Start with a gentle hum to get your voice ready. Move the sound through your range in one clear motion, similar to how a siren gradually rises and falls. Keep your throat relaxed and use steady air support so the sound stays even.

Regular siren practice helps you reach higher notes with more balance and ease. Over time, your tone becomes steadier and your voice gains better control. This simple warm-up works well before singing songs that need wide pitch movement.

Breathing exercises focusing on diaphragmatic support

Good singing starts with steady breath control. Diaphragmatic support helps you control airflow and maintain clear tone. It also helps you avoid strain in your throat and upper chest.

Sit or stand upright and place one hand on your abdomen. Take a slow breath through your nose and feel your stomach move outward as your diaphragm lowers. Release the air through your mouth in a smooth, even stream. This motion helps your body build natural breath pressure.

TASKS TO COMPLETE |
**A)** In the vocal warm-up text, where do you place one hand during the breathing exercise?
**B)** Translate this sentence from the vocal warm-up text into Spanish: "Good singing starts with steady breath control."
**C)** Continue the vocal warm-up text from its last sentence.
None of this work uses the data records.

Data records
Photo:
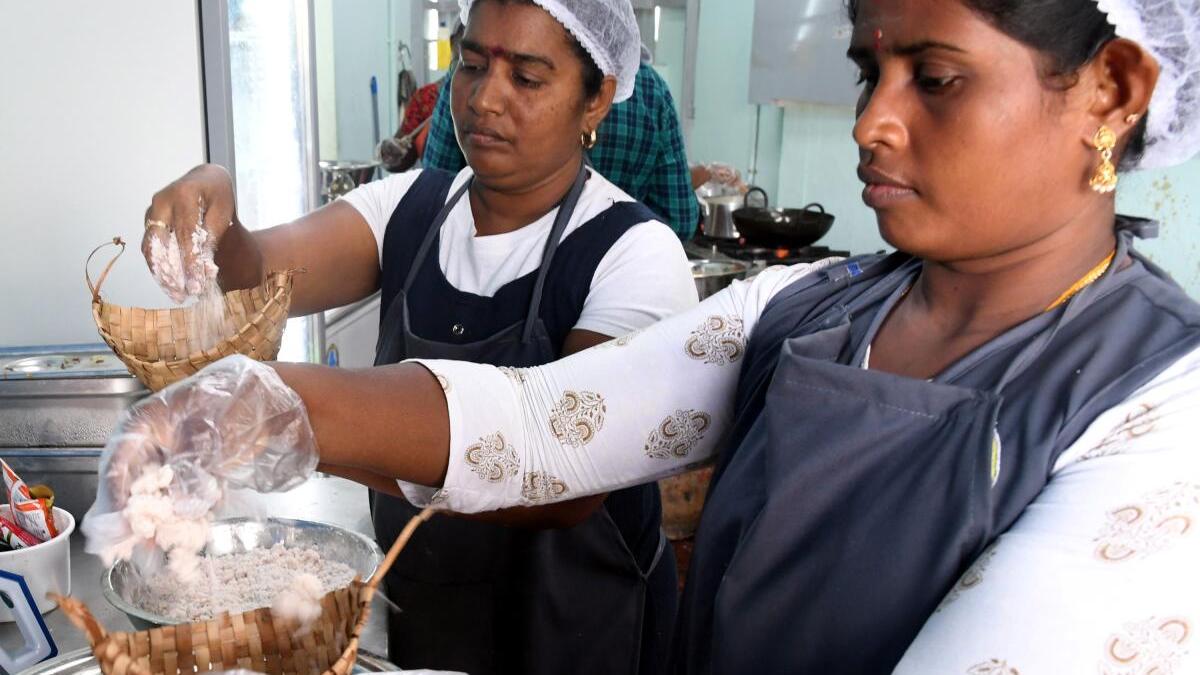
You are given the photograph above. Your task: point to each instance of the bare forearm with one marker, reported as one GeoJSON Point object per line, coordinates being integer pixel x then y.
{"type": "Point", "coordinates": [331, 249]}
{"type": "Point", "coordinates": [390, 422]}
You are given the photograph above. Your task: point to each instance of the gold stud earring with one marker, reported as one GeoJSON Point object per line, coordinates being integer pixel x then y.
{"type": "Point", "coordinates": [1105, 179]}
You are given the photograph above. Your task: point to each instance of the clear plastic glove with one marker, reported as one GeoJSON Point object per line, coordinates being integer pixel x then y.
{"type": "Point", "coordinates": [175, 454]}
{"type": "Point", "coordinates": [725, 174]}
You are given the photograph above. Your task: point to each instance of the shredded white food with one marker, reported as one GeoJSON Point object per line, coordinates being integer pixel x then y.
{"type": "Point", "coordinates": [155, 519]}
{"type": "Point", "coordinates": [291, 579]}
{"type": "Point", "coordinates": [193, 280]}
{"type": "Point", "coordinates": [300, 602]}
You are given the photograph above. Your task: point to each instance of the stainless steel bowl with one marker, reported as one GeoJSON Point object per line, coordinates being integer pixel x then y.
{"type": "Point", "coordinates": [121, 581]}
{"type": "Point", "coordinates": [82, 662]}
{"type": "Point", "coordinates": [713, 275]}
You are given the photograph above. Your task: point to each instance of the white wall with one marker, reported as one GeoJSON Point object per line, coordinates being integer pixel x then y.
{"type": "Point", "coordinates": [100, 106]}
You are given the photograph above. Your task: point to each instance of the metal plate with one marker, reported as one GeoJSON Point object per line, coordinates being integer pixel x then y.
{"type": "Point", "coordinates": [121, 581]}
{"type": "Point", "coordinates": [82, 662]}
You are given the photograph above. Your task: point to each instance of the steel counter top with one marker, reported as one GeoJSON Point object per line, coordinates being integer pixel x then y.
{"type": "Point", "coordinates": [324, 499]}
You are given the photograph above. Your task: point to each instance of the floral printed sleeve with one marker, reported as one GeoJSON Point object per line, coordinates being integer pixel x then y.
{"type": "Point", "coordinates": [1099, 573]}
{"type": "Point", "coordinates": [633, 410]}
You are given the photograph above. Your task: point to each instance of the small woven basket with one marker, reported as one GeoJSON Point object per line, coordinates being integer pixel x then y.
{"type": "Point", "coordinates": [255, 640]}
{"type": "Point", "coordinates": [159, 346]}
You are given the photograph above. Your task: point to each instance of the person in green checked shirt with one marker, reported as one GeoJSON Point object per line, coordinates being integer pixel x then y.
{"type": "Point", "coordinates": [639, 148]}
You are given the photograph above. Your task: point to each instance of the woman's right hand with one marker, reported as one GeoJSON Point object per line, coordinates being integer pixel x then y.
{"type": "Point", "coordinates": [233, 425]}
{"type": "Point", "coordinates": [195, 213]}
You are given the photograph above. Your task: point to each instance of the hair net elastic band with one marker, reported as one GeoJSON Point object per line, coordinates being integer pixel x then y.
{"type": "Point", "coordinates": [1170, 31]}
{"type": "Point", "coordinates": [607, 31]}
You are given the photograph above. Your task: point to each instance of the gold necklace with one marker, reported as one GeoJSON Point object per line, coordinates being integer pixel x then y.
{"type": "Point", "coordinates": [1084, 281]}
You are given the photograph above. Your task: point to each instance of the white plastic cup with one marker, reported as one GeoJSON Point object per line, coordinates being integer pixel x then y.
{"type": "Point", "coordinates": [46, 566]}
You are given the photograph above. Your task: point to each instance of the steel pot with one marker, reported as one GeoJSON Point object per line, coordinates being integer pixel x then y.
{"type": "Point", "coordinates": [339, 178]}
{"type": "Point", "coordinates": [718, 215]}
{"type": "Point", "coordinates": [713, 275]}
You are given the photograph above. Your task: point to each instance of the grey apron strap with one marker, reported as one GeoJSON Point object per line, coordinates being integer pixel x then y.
{"type": "Point", "coordinates": [1074, 308]}
{"type": "Point", "coordinates": [565, 210]}
{"type": "Point", "coordinates": [432, 233]}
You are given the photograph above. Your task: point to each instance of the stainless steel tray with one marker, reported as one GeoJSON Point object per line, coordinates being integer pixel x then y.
{"type": "Point", "coordinates": [82, 662]}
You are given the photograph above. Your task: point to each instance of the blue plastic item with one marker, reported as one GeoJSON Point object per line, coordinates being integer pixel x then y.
{"type": "Point", "coordinates": [39, 644]}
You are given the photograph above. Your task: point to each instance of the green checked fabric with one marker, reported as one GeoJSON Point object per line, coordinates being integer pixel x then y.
{"type": "Point", "coordinates": [640, 149]}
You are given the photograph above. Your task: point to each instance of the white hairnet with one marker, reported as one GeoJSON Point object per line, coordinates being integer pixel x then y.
{"type": "Point", "coordinates": [607, 30]}
{"type": "Point", "coordinates": [1170, 31]}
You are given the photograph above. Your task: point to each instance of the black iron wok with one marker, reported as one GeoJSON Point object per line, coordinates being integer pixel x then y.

ACTIVITY ANSWERS |
**A)** On your abdomen.

**B)** El buen canto comienza con un control constante de la respiración.

**C)**
Practice a few minutes each day to make this movement feel natural. As your diaphragm grows stronger, your voice gains steadiness and flexibility. You will notice smoother phrasing and more control over long notes. Keep each breath calm and focused to support every phrase you sing with consistent power and balance.

Tongue and jaw relaxation drills to reduce tension

Tension in your tongue or jaw can limit airflow and make your tone less clear. To free your sound, start by gently opening and closing your mouth. Keep your jaw loose and let it drop naturally instead of forcing movement.

Next, rest the tip of your tongue behind your lower teeth and hum a simple scale. This helps the tongue stay forward and reduces extra pull in the throat. You may notice your tone feels smoother and easier to control.

Another useful drill is slow lip trills while keeping your jaw soft. This light motion releases tightness and allows steady breath flow. Repeat each exercise for a few minutes each day to build muscle awareness and keep tension away.

Pitch matching with piano or digital tuner

To improve your pitch control, start by using a piano or a digital tuner to produce a single note. Listen carefully and let the sound settle in your ear before you respond with your voice. Your goal is to match your tone as closely as possible to that reference note.

Repeat the process with different notes to build your ear and voice connection. Pay attention to small changes in sound; even a slight shift in pitch can make a big difference. Over time, this focused practice helps you recognize correct pitches faster.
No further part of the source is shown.